── Supplied passage

I've been thinking about this quite a bit lately, and I would like some feedback from this wonderful community. Is it safe to assume that a user wants to be remembered when they login? And if they are using a public computer, is it safe to assume that they are smart enough to logout before leaving?
I don't really think it's safe to assume anything about the end-user.
Plus, it's easier for a user to just close the browser rather than to log out of every website, so providing a remember me checkbox defaulted to false is user friendly and less hassle for them over-all.
No. In this age of too-little privacy, any potential hole for a breach should be closed. Sites should be getting more secure, not less.
No, it is best to assume nothing, especially something like remembering the user.
What if they are at a friend's house or on a public computer and forget to log out?
No. Never assume that your users will do things that you want them to do if you don't explicitly tell them (i.e. force them) to do so.
The "Remember me" checkbox is an excellent example of how ignorant users can be - even when the checkbox is there, the fact that users are kept logged on on public computers is a problem. It won't help if you start assuming...
Now that most browsers can remember passwords anyway, there's little point in setting a remember-me cookie as well, so you can get rid of that option. Then users can no longer complain if they clear their cookies and then wonder why your site doesn't know them from Adam...
However, do not assume the user will log out. They don't, and with tabbed browsing, your session cookie could stick around for a very long time - maybe several days if they keep using hibernate/sleep mode and only restart their browser when it crashes. Therefore you need to set a reasonable inactivity timeout and require them to log back in once it expires.
No. Don't forget the old phrase:
When you make an assumption, you make
an "ass" out of "u" and "mption".
Thought I would update this discussion for anyone who finds this from Europe, where the EU Cookie Law will come into effect May 25th 2012. The law will require all European websites to obtain informed consent from visitors before they can store or retrieve any information on a computer or any other web connected device.

────
── Material provided

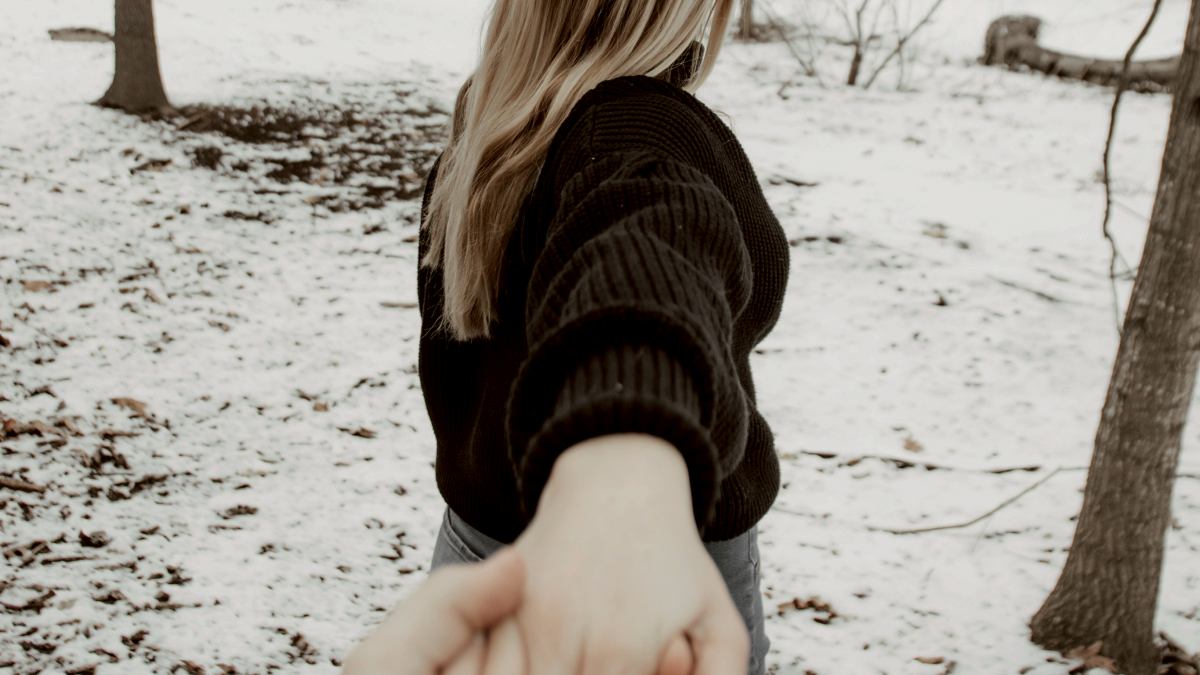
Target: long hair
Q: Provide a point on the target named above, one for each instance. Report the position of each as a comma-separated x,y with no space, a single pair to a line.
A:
538,59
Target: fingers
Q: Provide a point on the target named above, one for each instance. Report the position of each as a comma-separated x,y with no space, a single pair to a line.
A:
505,650
438,621
677,658
720,641
469,662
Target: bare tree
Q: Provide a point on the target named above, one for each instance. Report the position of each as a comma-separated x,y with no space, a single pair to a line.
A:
745,22
862,21
1108,590
137,83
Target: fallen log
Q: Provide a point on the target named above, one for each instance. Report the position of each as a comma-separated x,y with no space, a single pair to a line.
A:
1012,41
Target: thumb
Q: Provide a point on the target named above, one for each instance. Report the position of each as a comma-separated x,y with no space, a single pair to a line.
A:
439,620
720,643
677,658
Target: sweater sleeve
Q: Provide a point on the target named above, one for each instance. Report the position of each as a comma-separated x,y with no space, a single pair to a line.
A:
630,309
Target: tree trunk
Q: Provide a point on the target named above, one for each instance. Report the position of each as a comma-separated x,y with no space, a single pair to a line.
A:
1013,41
745,23
1109,587
137,83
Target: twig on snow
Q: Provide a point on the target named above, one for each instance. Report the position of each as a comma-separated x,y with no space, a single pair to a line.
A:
904,42
975,520
1122,84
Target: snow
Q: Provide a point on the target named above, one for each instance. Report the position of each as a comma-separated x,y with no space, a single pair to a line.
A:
948,306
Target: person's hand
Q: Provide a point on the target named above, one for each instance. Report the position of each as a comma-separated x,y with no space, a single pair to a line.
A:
444,621
618,579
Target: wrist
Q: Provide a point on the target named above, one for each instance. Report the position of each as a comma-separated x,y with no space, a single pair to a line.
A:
622,472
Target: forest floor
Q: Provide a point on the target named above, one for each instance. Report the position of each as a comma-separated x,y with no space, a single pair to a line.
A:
214,454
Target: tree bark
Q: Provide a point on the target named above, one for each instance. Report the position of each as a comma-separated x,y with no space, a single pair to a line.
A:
137,82
745,22
1013,42
1108,590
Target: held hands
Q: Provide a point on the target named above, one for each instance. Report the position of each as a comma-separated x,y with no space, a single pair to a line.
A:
616,580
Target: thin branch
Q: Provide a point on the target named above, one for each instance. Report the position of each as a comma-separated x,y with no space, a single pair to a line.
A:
975,520
809,65
1108,156
903,42
901,463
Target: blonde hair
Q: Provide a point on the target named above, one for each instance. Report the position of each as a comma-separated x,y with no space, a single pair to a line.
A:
539,58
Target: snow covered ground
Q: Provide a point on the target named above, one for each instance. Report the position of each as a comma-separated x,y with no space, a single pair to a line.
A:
234,402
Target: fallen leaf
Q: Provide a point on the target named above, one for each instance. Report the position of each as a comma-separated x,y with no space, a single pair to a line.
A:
361,431
135,405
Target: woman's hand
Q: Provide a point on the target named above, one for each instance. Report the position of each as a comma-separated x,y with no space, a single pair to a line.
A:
444,621
617,574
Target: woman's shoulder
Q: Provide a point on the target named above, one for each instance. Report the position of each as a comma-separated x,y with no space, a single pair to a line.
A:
631,113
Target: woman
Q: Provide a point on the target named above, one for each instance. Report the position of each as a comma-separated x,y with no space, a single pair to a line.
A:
597,262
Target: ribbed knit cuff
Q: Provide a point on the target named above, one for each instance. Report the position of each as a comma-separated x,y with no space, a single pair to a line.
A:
625,388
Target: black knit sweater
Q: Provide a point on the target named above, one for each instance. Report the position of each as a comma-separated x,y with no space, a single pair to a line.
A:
645,267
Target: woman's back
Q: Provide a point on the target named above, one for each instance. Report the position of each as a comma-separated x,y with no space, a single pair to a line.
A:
643,269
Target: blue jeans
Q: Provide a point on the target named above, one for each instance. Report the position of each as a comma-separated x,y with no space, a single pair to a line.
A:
737,559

────

● Exercises
A – Extract the part of the remember-me discussion between "I don't really" and "for them over-all.", inclusive.
B – According to the remember-me discussion, on what date will the EU Cookie Law come into effect?
C – List every word or phrase that appears inside double quotation marks in the remember-me discussion.
You won't need the records for any of this.

● Set of answers
A –
I don't really think it's safe to assume anything about the end-user.
Plus, it's easier for a user to just close the browser rather than to log out of every website, so providing a remember me checkbox defaulted to false is user friendly and less hassle for them over-all.

B – May 25th 2012

C –
Remember me
ass
u
mption